(RECORDS SUPPLIED begins)

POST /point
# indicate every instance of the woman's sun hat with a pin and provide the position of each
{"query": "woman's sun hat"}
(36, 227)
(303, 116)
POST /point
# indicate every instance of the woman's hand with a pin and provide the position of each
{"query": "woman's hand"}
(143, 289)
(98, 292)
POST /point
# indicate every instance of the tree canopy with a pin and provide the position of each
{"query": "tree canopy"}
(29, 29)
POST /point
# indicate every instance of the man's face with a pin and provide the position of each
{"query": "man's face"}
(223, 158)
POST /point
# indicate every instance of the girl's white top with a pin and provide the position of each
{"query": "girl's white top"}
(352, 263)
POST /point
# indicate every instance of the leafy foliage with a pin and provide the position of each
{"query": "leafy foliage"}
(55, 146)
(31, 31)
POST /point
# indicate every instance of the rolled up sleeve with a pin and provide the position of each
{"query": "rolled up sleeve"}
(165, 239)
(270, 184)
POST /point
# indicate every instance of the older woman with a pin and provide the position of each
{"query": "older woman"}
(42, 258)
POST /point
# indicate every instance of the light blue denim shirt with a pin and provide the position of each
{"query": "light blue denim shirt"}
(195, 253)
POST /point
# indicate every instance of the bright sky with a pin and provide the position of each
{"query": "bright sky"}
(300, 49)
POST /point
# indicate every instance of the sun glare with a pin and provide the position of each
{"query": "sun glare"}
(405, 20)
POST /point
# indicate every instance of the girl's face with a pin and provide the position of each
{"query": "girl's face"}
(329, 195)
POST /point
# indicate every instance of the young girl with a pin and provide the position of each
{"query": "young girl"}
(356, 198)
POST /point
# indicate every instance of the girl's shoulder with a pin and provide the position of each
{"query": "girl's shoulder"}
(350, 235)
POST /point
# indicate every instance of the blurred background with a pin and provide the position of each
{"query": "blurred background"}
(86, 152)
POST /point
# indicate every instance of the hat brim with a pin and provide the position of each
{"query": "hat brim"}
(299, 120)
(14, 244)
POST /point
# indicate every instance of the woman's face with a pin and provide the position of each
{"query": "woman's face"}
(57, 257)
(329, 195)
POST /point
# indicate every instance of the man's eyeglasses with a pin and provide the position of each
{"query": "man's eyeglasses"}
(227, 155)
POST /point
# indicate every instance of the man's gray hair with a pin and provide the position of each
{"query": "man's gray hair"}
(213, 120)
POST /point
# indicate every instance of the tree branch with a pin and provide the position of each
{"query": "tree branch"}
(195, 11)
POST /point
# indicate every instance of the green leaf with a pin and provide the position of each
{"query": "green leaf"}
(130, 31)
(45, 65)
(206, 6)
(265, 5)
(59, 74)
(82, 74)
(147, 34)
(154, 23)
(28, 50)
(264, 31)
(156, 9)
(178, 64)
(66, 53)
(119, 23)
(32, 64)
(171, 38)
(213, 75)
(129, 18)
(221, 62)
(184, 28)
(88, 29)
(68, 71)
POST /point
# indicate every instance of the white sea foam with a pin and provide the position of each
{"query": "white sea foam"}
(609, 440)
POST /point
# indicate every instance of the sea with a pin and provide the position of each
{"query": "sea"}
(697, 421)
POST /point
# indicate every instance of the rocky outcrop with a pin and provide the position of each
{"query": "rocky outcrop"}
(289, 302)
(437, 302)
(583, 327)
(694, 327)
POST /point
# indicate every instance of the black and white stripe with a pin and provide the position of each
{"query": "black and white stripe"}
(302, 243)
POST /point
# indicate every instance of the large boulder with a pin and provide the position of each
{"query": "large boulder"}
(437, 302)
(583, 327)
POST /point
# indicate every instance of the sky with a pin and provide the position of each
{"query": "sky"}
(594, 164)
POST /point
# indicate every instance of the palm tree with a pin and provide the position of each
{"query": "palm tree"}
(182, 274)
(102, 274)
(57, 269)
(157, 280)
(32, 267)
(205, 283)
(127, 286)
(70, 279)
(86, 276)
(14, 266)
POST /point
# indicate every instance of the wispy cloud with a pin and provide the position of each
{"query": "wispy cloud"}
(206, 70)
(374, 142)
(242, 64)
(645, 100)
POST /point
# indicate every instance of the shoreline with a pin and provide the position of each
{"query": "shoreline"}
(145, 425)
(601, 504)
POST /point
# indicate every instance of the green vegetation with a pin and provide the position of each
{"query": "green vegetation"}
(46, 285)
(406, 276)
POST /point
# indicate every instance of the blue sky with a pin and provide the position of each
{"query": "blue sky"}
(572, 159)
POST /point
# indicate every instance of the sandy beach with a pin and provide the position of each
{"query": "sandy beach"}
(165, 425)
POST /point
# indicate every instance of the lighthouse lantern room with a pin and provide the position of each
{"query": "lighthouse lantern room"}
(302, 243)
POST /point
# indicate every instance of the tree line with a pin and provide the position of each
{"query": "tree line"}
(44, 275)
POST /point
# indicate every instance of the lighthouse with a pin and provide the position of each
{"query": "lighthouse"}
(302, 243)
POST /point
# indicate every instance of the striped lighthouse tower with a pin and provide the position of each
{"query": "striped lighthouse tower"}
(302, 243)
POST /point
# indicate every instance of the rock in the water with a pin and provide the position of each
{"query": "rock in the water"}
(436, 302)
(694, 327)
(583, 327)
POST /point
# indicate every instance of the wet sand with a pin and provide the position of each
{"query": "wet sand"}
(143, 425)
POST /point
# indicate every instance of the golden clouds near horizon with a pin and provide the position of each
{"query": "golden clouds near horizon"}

(RECORDS SUPPLIED ends)

- DESCRIPTION OF THE TASK:
Retype the entries above exactly, but only from the line containing "# indicate every instance of the sun" through the line containing "# indicate every instance of the blurred", both included.

- RESPONSE TO THE EXERCISE:
# indicate every instance of the sun glare with a pin and provide the position of each
{"query": "sun glare"}
(405, 20)
POST /point
# indicate every instance of the girl's face with a pin and provide the position of each
{"query": "girl's face"}
(329, 195)
POST /point
# indicate every instance of the young girl with a pin and provide the position of each
{"query": "young girl"}
(356, 198)
POST /point
# indicate every instance of the girl's shoulder with a pin and provide the position of each
{"query": "girl's shoulder"}
(350, 235)
POST /point
# indicate every instance of the blurred background with a pin and provide the position of each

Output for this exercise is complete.